(Data records)
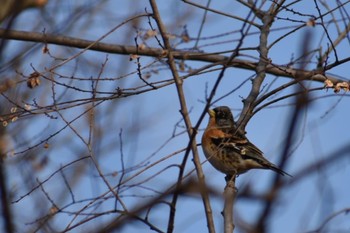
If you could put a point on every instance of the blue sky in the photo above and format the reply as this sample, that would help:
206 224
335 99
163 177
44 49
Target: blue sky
148 120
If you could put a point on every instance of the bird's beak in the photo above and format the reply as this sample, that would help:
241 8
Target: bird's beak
211 113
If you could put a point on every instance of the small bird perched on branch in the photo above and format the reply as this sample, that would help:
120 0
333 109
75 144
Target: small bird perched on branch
228 150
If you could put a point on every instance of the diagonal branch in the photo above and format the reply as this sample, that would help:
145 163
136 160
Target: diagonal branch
272 69
191 132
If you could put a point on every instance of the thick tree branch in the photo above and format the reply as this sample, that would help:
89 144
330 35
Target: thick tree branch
187 120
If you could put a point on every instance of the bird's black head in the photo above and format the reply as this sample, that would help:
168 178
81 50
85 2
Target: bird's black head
223 116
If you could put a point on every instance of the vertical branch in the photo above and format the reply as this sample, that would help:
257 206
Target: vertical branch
230 196
6 210
267 18
185 115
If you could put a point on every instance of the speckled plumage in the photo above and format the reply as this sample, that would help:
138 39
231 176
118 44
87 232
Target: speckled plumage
228 150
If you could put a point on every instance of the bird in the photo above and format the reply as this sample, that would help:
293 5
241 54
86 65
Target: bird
228 150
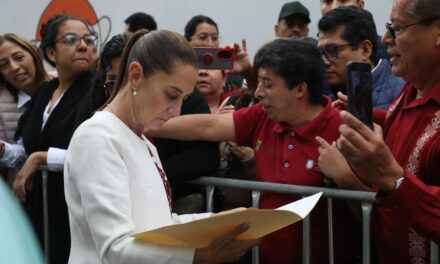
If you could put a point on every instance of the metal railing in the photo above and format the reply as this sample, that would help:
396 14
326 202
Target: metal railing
367 200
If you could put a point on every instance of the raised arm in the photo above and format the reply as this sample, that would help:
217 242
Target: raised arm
208 127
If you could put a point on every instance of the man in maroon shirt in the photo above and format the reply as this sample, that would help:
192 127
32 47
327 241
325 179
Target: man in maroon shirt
403 162
282 130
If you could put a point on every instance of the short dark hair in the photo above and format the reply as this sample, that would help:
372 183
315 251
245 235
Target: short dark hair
295 61
359 26
140 20
190 28
425 9
40 73
49 32
112 49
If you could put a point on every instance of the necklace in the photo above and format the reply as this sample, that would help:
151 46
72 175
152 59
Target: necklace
110 108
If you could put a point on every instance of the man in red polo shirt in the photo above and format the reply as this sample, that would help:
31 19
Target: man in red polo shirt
282 130
404 161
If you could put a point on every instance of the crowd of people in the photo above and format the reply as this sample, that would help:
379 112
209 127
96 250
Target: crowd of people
124 130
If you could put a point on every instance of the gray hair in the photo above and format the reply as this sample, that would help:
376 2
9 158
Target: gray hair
425 9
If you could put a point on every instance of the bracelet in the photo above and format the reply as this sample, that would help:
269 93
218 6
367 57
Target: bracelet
398 182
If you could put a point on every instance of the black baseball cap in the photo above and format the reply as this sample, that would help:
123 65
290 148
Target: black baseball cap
294 8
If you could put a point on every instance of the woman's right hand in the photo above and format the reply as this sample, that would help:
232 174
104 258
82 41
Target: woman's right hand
225 248
341 102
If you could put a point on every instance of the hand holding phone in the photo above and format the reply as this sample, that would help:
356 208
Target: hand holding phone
359 87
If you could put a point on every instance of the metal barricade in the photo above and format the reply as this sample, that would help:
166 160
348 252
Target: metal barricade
367 200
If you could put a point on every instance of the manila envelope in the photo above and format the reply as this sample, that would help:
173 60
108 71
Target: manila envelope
200 233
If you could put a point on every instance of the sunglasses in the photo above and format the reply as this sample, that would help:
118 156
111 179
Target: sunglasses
394 29
331 52
73 40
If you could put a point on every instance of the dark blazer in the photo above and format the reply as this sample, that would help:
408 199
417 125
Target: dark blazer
184 161
57 132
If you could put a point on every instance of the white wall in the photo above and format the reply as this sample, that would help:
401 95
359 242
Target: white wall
237 19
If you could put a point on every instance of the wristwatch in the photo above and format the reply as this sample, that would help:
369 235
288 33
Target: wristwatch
398 182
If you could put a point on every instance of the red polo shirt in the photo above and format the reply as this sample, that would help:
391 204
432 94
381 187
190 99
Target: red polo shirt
289 155
404 220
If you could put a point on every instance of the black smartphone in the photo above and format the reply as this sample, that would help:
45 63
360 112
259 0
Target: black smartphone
359 87
214 58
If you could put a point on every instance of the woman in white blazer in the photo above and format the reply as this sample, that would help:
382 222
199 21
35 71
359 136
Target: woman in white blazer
114 182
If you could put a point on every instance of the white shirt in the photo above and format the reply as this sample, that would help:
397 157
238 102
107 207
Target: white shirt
15 154
113 190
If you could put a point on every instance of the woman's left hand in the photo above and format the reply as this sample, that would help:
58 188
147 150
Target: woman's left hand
23 180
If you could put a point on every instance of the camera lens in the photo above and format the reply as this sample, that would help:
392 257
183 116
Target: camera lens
207 59
225 54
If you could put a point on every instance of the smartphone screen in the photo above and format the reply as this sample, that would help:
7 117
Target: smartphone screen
214 58
359 86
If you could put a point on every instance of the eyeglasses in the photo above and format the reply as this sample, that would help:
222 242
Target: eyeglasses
205 37
73 40
108 86
394 29
331 52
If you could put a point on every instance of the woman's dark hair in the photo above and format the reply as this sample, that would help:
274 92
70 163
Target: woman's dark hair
157 51
191 26
295 61
112 49
49 33
140 20
40 73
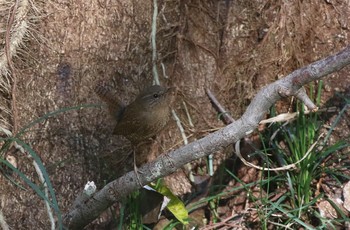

[Work instructions]
Repeat the data exactly. Pictures should not appear.

[Answer section]
If you could put a point on every instance of the blue sky in the photo above and format the reply as this sample, that would help:
206 224
335 99
163 177
44 49
Target: blue sky
148 120
If you could put a point on every instance of the bird's beak in the photo above and format the reply as this sample, that would help:
241 8
Target: bird's beak
211 113
If you could put a point on every instance of the small bird perched on branch in the photo above and format the reply as this sample, that would help:
120 0
333 109
75 144
Target: small bird perched on branch
228 150
If you could put a point on every instance of the diagonal branch in the photo above and format the reply as this sample, that would help:
145 163
136 160
Target: diagonal branch
272 69
191 132
If you could put a point on every instance of the thick tree branch in the photo above and format the reply as this sample, that would help:
89 144
330 35
Target: thick tree branch
187 120
If you could put a point on every instance of the bird's black head in the photo above and format the reply as this sample, that would help:
168 178
81 50
85 2
Target: bird's black head
223 116
If you could put a point on every instance of the vertical branch in the photo above and format the reply as this sample, that would help:
257 206
Target: vertical branch
230 196
6 210
267 18
185 115
If you could put a point on every instance of the speckled plumage in the photo above and format the reply as this sample, that would help:
138 39
231 176
118 44
87 232
Target: speckled plumage
228 150
If you could put a point on every instance of the bird in the photo above and format the reply as this sample, that would help:
293 5
241 54
86 65
Target: bird
228 150
If you could put a point on every instance of the metal railing in the photo above and format the reply as this sample, that would help:
396 14
326 202
Target: metal railing
367 200
If you could put a point on every instance of the raised arm in the photo above and format the reply as this sample, that would help:
217 242
Target: raised arm
208 127
If you could put a point on every instance of the man in maroon shirt in the photo above and format the reply as this sample, that would help:
192 127
32 47
327 241
325 179
Target: man in maroon shirt
403 162
282 130
If you could put a point on every instance of the short dark hair in the photo above and format the reply as this sample, that would help:
372 183
315 251
245 235
Target: short dark hair
295 61
359 26
140 20
190 28
425 9
40 73
49 32
112 49
If you could put a point on every instance of the necklace in the photo above and format the reply as this sample, that would help:
151 46
72 175
152 59
Target: necklace
110 108
If you could put a point on every instance of the man in red polo shirt in the photo above and format the reply as this sample, that would help:
31 19
Target: man in red polo shirt
282 130
404 161
If you could put a point on every instance of the crowd of people in the photo above and format the reply as this sample, that would help:
379 112
209 127
96 250
Target: crowd of people
124 130
If you could put a point on every instance of the gray hair in the photo above and format the reply as this sample, that would help:
376 2
9 158
Target: gray hair
425 9
If you could put a point on every instance of the bracelet in the photo above and format the reply as this sample, that would help:
269 93
218 6
367 57
Target: bracelet
398 182
If you could put a point on every instance of the black baseball cap in the photo above and format the reply as this sample, that would help:
123 65
290 148
Target: black baseball cap
294 8
If you could put a point on every instance of the woman's right hand in the photo above and format the reply as this sample, that would help:
232 174
104 258
82 41
Target: woman's right hand
225 248
341 102
If you could put a point on every instance of the hand holding phone in the photo above and format the reply as this sample, that would help:
356 208
Target: hand holding phone
359 87
If you could put a point on every instance of the metal barricade in the photo above and format the reply as this sample, that would help:
166 160
348 252
Target: metal barricade
367 200
If you could put a point on every instance of the manila envelope in the photo above and format the reply as this sample, that would help:
173 60
108 71
Target: manila envelope
200 233
If you could put a point on every instance of the sunglasses in the photo above and format the reply as this sample, that would help:
118 156
111 179
Target: sunglasses
394 29
331 52
73 40
If you could put a point on every instance of the dark blazer in the photo above and format the reply as this sample, that would help:
408 199
417 125
Target: dark blazer
184 161
57 132
If you could put a point on every instance of the white wall in the photo above and format the reply as this sample, that would help:
401 95
359 242
Target: white wall
237 19
If you could put a point on every instance of the wristwatch in the photo above and format the reply as this sample, that would help:
369 235
288 33
Target: wristwatch
398 182
If you could put a point on every instance of the red polo shirt in the photo above and format the reply as this sample, that would help:
391 204
432 94
381 187
190 99
Target: red polo shirt
289 155
404 220
If you could put a point on every instance of the black smartphone in the photo above and format the reply as this sample, that would help:
45 63
360 112
259 0
Target: black smartphone
359 87
214 58
If you could put a point on every instance of the woman in white blazer in the photo above and format the reply as this sample, that would help:
382 222
199 21
35 71
359 136
Target: woman in white blazer
114 182
If you could put a point on every instance of the white shirt in the photo above and format the reply as this sample, that would help:
397 157
238 102
107 207
Target: white shirt
15 154
113 190
If you could put a point on every instance of the woman's left hand in the photo above and format the reply as this sample, that would help:
58 188
147 150
Target: woman's left hand
23 180
If you could put a point on every instance of the camera lens in the photo above and format the reply as this sample, that would help:
392 257
183 116
Target: camera lens
207 59
225 54
If you could put a point on every instance of the smartphone screen in the photo above and format the reply as this sample, that would help:
7 117
Target: smartphone screen
214 58
359 86
If you could put a point on every instance of the eyeglasses in the photo above and format the reply as this sample, that would help:
222 242
Target: eyeglasses
205 37
73 40
108 86
394 29
331 52
If you could put a point on every instance of the woman's dark hair in the photo above and format the reply as this sample, that would help:
274 92
70 163
Target: woman's dark hair
157 51
191 26
295 61
112 49
49 33
140 20
40 73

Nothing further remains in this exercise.